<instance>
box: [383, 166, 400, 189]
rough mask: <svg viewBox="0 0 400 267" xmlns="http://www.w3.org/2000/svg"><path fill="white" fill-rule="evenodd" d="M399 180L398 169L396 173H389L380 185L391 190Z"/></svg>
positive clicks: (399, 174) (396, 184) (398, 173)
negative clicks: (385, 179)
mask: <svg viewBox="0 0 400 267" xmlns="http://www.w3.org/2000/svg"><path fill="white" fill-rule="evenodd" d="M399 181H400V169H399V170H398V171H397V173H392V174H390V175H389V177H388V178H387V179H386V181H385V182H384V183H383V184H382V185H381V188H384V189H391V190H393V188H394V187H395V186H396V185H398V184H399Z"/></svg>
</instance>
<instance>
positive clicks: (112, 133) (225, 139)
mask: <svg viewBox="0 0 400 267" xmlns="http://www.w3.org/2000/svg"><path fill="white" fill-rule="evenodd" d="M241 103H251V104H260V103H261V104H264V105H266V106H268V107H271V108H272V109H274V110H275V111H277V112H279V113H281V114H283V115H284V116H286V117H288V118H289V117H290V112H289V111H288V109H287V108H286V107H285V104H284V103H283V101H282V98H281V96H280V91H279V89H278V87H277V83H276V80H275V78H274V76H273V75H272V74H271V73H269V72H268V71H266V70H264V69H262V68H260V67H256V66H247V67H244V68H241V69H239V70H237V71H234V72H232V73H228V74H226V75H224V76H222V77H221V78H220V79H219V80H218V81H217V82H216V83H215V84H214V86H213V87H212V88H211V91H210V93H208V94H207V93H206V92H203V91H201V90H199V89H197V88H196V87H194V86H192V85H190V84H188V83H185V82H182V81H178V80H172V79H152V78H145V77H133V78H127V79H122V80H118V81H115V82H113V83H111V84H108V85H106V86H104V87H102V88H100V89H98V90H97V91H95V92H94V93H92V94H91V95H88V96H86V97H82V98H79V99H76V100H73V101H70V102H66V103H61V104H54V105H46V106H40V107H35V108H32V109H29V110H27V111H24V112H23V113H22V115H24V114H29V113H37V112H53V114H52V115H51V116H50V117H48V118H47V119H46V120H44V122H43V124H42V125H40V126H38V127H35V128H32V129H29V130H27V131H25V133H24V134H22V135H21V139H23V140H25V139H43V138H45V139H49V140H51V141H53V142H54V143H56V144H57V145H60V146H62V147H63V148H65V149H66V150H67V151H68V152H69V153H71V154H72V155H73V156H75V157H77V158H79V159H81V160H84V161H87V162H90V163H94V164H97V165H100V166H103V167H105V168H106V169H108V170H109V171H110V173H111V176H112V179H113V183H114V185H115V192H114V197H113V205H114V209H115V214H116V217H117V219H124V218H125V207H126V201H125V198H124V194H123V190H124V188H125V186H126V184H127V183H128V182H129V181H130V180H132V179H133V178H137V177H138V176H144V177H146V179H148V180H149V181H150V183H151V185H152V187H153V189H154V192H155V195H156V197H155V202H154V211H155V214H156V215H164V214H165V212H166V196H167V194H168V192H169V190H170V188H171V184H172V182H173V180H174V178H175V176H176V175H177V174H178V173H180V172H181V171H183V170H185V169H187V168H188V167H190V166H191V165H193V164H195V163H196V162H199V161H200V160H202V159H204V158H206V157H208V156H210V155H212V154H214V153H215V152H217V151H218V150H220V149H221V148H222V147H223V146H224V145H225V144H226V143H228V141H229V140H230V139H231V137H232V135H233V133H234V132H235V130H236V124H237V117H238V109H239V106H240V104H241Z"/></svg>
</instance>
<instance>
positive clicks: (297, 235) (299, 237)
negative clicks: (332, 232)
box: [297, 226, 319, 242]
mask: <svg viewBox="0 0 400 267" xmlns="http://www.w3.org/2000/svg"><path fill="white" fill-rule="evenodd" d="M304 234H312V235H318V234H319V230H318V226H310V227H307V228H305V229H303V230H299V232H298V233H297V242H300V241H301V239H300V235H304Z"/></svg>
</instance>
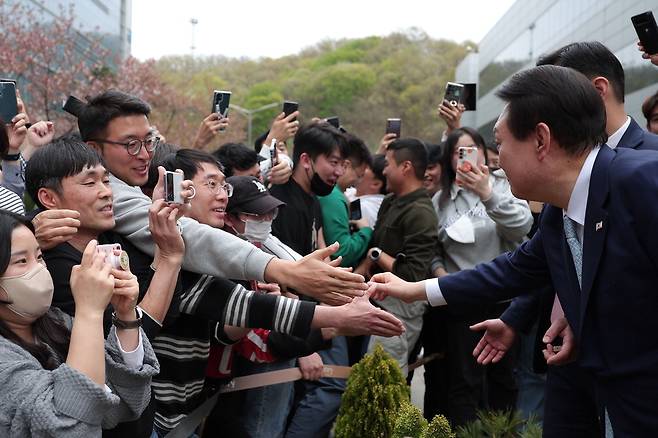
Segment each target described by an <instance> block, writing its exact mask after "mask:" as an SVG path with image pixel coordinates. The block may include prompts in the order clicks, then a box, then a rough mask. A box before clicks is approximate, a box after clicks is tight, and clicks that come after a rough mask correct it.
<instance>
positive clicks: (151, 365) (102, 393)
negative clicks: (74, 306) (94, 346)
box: [0, 308, 160, 438]
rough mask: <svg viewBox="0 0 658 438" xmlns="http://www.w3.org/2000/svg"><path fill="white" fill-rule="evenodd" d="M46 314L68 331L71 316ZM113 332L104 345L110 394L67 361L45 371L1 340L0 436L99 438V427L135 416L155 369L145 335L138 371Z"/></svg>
mask: <svg viewBox="0 0 658 438" xmlns="http://www.w3.org/2000/svg"><path fill="white" fill-rule="evenodd" d="M51 312H53V314H54V315H55V316H59V317H61V318H62V319H63V320H64V323H65V324H66V326H67V327H68V328H69V329H70V328H71V325H72V320H71V317H70V316H68V315H66V314H64V313H63V312H62V311H60V310H59V309H55V308H52V310H51ZM114 330H115V329H114V327H112V329H111V331H110V334H109V336H108V337H107V340H106V341H105V379H106V384H107V386H108V387H109V388H110V389H111V391H112V392H109V391H107V390H106V389H105V388H103V387H102V386H99V385H98V384H96V383H95V382H93V381H92V380H91V379H89V377H87V376H86V375H84V374H82V373H81V372H80V371H78V370H76V369H73V368H71V367H69V366H68V365H67V364H66V363H63V364H61V365H60V366H59V367H57V368H56V369H54V370H52V371H50V370H46V369H44V368H43V367H42V366H41V364H40V363H39V361H37V360H36V359H35V358H34V356H32V355H31V354H30V353H28V352H27V351H26V350H24V349H23V348H21V347H20V346H18V345H16V344H14V343H13V342H10V341H8V340H7V339H5V338H3V337H1V336H0V388H2V391H1V392H0V436H1V437H3V438H5V437H6V438H14V437H15V438H28V437H65V438H75V437H84V438H87V437H100V436H101V427H103V428H112V427H114V426H116V425H117V423H119V422H120V421H129V420H134V419H136V418H138V417H139V416H140V415H141V414H142V412H143V411H144V409H145V408H146V406H147V405H148V403H149V401H150V400H151V377H152V376H153V375H155V374H157V373H158V372H159V371H160V367H159V365H158V361H157V359H156V358H155V354H154V353H153V349H152V348H151V344H149V341H148V339H147V337H146V335H145V334H144V333H142V343H143V346H144V363H143V365H142V366H141V368H140V369H132V368H130V367H128V366H127V365H126V364H125V363H124V362H123V356H122V354H121V352H120V350H119V346H118V344H117V341H116V335H115V331H114ZM140 330H141V329H140Z"/></svg>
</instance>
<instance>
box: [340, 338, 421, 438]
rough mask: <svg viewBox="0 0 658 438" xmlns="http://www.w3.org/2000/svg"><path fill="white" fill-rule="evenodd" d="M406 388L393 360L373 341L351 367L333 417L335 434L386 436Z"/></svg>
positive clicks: (358, 437) (389, 432)
mask: <svg viewBox="0 0 658 438" xmlns="http://www.w3.org/2000/svg"><path fill="white" fill-rule="evenodd" d="M408 401H409V388H408V387H407V382H406V380H405V378H404V376H403V375H402V371H401V370H400V367H399V365H398V364H397V362H396V361H395V360H394V359H393V358H392V357H391V356H390V355H389V354H388V353H386V352H385V351H384V349H383V348H382V346H381V345H377V346H376V347H375V350H374V351H373V352H372V353H371V354H366V355H365V357H364V358H363V359H361V361H359V363H357V364H356V365H354V366H353V367H352V373H351V374H350V378H349V379H348V380H347V386H346V388H345V392H344V393H343V398H342V401H341V405H340V410H339V411H338V418H337V419H336V438H355V437H358V438H388V437H390V436H391V434H392V432H393V426H394V424H395V420H396V418H397V416H398V412H399V410H400V406H401V405H402V404H403V403H405V402H408Z"/></svg>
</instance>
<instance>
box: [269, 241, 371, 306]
mask: <svg viewBox="0 0 658 438" xmlns="http://www.w3.org/2000/svg"><path fill="white" fill-rule="evenodd" d="M336 251H338V243H334V244H333V245H330V246H328V247H326V248H323V249H319V250H317V251H315V252H312V253H311V254H309V255H307V256H306V257H304V258H302V259H301V260H298V261H297V262H294V263H291V262H286V261H283V260H278V259H273V260H272V261H271V262H270V265H272V267H273V269H269V268H270V265H268V269H267V270H266V275H267V277H268V279H267V280H268V281H271V282H274V283H279V284H282V285H285V286H287V287H290V288H293V289H295V290H296V291H299V292H301V293H303V294H305V295H308V296H311V297H313V298H316V299H318V300H319V301H321V302H323V303H326V304H331V305H334V306H338V305H341V304H346V303H349V302H351V301H352V297H360V296H362V295H363V294H365V291H366V289H368V285H367V284H366V283H365V279H364V278H363V276H361V275H358V274H354V273H352V272H350V270H348V269H342V268H339V267H337V266H333V265H336V263H335V262H336V260H334V262H332V263H331V264H330V263H327V262H325V261H324V260H325V259H328V258H329V256H330V255H331V254H333V253H335V252H336ZM338 263H340V261H338Z"/></svg>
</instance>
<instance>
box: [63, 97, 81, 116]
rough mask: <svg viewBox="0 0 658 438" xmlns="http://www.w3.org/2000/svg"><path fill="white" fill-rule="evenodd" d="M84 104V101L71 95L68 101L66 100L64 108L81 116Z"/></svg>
mask: <svg viewBox="0 0 658 438" xmlns="http://www.w3.org/2000/svg"><path fill="white" fill-rule="evenodd" d="M84 106H85V103H84V102H83V101H81V100H80V99H78V98H77V97H75V96H69V98H68V99H66V102H64V105H63V106H62V109H63V110H64V111H66V112H67V113H69V114H71V115H73V116H76V117H80V111H82V108H83V107H84Z"/></svg>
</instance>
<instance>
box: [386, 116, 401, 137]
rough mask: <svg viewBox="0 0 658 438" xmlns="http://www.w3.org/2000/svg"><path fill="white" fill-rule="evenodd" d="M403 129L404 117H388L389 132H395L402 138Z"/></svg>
mask: <svg viewBox="0 0 658 438" xmlns="http://www.w3.org/2000/svg"><path fill="white" fill-rule="evenodd" d="M401 131H402V119H386V133H387V134H395V136H396V137H397V138H400V132H401Z"/></svg>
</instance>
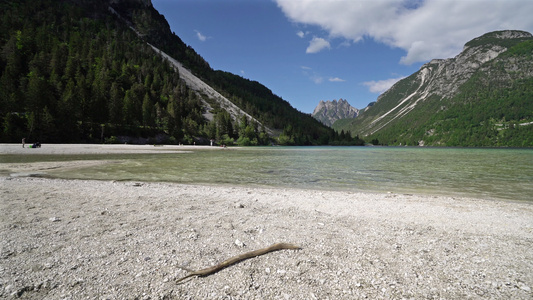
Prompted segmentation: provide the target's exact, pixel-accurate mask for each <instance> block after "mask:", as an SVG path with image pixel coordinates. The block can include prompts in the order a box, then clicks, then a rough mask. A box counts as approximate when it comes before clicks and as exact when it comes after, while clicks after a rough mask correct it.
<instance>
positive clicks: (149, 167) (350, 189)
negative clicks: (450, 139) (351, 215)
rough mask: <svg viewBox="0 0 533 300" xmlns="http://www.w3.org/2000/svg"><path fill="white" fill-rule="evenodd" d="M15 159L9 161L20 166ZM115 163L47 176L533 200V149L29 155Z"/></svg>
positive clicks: (380, 147)
mask: <svg viewBox="0 0 533 300" xmlns="http://www.w3.org/2000/svg"><path fill="white" fill-rule="evenodd" d="M16 158H17V157H13V156H12V157H11V158H10V160H15V161H16ZM18 159H22V160H31V161H41V160H42V161H44V160H78V159H110V160H113V161H114V162H115V163H112V164H106V165H99V166H93V167H87V168H83V169H75V170H50V171H48V172H47V174H48V175H49V176H52V177H59V178H76V179H104V180H137V181H168V182H179V183H205V184H231V185H246V186H258V187H264V186H267V187H283V188H303V189H318V190H345V191H377V192H395V193H420V194H430V195H456V196H467V197H474V198H483V199H508V200H519V201H531V200H533V150H532V149H485V148H424V147H249V148H228V149H220V150H195V151H191V152H188V153H175V154H124V155H70V156H34V155H32V156H26V157H19V158H18Z"/></svg>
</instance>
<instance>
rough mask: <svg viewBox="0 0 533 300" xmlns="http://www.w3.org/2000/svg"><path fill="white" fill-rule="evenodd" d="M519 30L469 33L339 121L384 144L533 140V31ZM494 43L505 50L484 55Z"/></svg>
mask: <svg viewBox="0 0 533 300" xmlns="http://www.w3.org/2000/svg"><path fill="white" fill-rule="evenodd" d="M509 32H513V31H509ZM518 33H522V34H523V35H526V37H524V36H522V37H520V38H501V36H502V34H503V33H502V32H494V33H489V34H486V35H483V36H481V37H479V38H476V39H474V40H472V41H471V42H469V43H467V44H466V46H465V47H466V48H465V50H464V51H463V53H461V54H460V55H458V56H457V57H456V58H454V59H448V60H445V61H435V62H431V63H428V64H426V65H424V66H423V67H422V68H421V70H420V71H418V72H417V73H415V74H413V75H411V76H409V77H408V78H405V79H403V80H401V81H399V82H398V83H397V84H396V85H394V86H393V87H392V88H391V89H390V90H389V91H387V92H385V93H384V94H383V95H382V96H380V98H379V99H378V102H377V103H376V104H375V105H374V106H372V107H371V108H370V109H368V110H366V111H364V112H363V113H361V114H360V115H359V116H358V117H357V118H356V119H353V120H343V121H342V122H338V123H335V124H334V128H336V129H337V130H341V129H344V130H351V132H352V133H354V134H359V135H361V136H363V138H364V139H365V140H367V141H372V140H373V141H374V142H377V143H379V144H386V145H425V146H428V145H429V146H476V147H533V123H532V122H533V38H532V37H531V36H530V35H529V36H527V35H528V34H527V33H524V32H518ZM495 49H496V50H500V51H501V53H500V54H499V55H497V56H496V57H495V58H493V59H487V55H490V53H491V52H490V51H493V50H494V51H495ZM502 49H503V50H502ZM487 53H489V54H487ZM480 57H481V58H482V61H481V62H480ZM484 60H485V61H484ZM450 70H451V71H450ZM423 72H424V76H425V77H424V76H423V74H422V73H423ZM450 72H452V74H453V76H450V75H449V74H450ZM454 72H455V73H454ZM421 78H424V80H422V79H421ZM454 80H455V81H454ZM409 95H413V96H411V97H410V98H409V97H408V96H409ZM404 100H405V101H404Z"/></svg>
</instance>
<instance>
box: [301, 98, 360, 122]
mask: <svg viewBox="0 0 533 300" xmlns="http://www.w3.org/2000/svg"><path fill="white" fill-rule="evenodd" d="M357 114H359V110H358V109H357V108H355V107H352V106H351V105H350V104H349V103H348V101H346V100H344V99H339V101H338V102H337V100H333V101H325V102H324V101H322V100H320V102H319V103H318V105H317V107H315V110H314V111H313V113H312V114H311V115H312V116H313V118H315V119H317V120H318V121H320V122H322V124H324V125H327V126H330V127H331V125H333V123H335V121H337V120H340V119H351V118H355V117H357Z"/></svg>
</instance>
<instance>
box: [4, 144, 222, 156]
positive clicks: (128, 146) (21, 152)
mask: <svg viewBox="0 0 533 300" xmlns="http://www.w3.org/2000/svg"><path fill="white" fill-rule="evenodd" d="M198 149H202V150H217V149H220V147H210V146H189V145H181V146H179V145H157V146H154V145H125V144H124V145H123V144H111V145H108V144H43V145H42V146H41V148H29V144H26V147H25V148H22V144H0V154H24V155H32V154H41V155H42V154H46V155H50V154H56V155H67V154H72V155H76V154H128V153H132V154H133V153H139V154H142V153H180V152H190V151H192V150H198ZM0 159H1V158H0Z"/></svg>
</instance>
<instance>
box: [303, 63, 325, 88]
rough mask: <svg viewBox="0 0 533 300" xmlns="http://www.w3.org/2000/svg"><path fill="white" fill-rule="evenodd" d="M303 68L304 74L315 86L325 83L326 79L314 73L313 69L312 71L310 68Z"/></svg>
mask: <svg viewBox="0 0 533 300" xmlns="http://www.w3.org/2000/svg"><path fill="white" fill-rule="evenodd" d="M301 68H302V73H303V74H304V75H305V76H306V77H307V78H309V79H310V80H311V81H312V82H314V83H315V84H321V83H322V82H323V81H324V77H322V76H321V75H320V74H318V73H317V72H315V71H313V69H311V68H310V67H305V66H302V67H301Z"/></svg>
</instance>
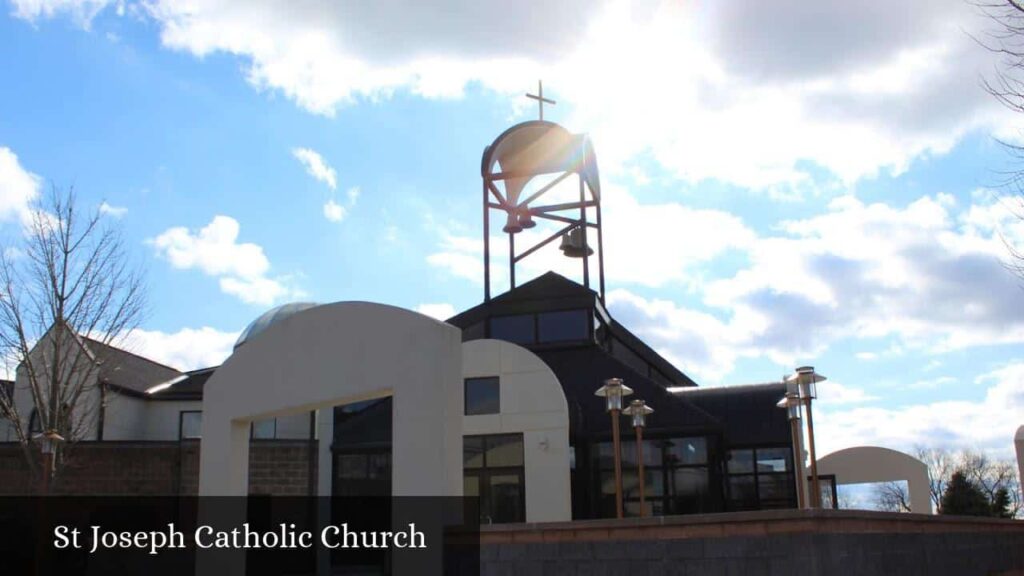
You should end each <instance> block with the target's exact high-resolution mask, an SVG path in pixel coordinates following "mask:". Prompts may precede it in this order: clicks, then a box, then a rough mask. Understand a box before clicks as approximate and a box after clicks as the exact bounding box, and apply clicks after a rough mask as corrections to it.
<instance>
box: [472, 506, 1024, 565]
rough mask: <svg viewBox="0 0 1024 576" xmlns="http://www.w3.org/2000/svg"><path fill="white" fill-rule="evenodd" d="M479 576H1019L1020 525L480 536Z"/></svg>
........
In the listing above, find the line with "180L398 169L396 173H389L380" and the line with "positive clicks: (399, 174)". Output those two lines and every line between them, exactly as written.

## RESULT OF THE TASK
rough mask: <svg viewBox="0 0 400 267" xmlns="http://www.w3.org/2000/svg"><path fill="white" fill-rule="evenodd" d="M399 180L398 169L396 173H389L380 185L391 190Z"/></svg>
positive clicks: (399, 174) (396, 184) (398, 173)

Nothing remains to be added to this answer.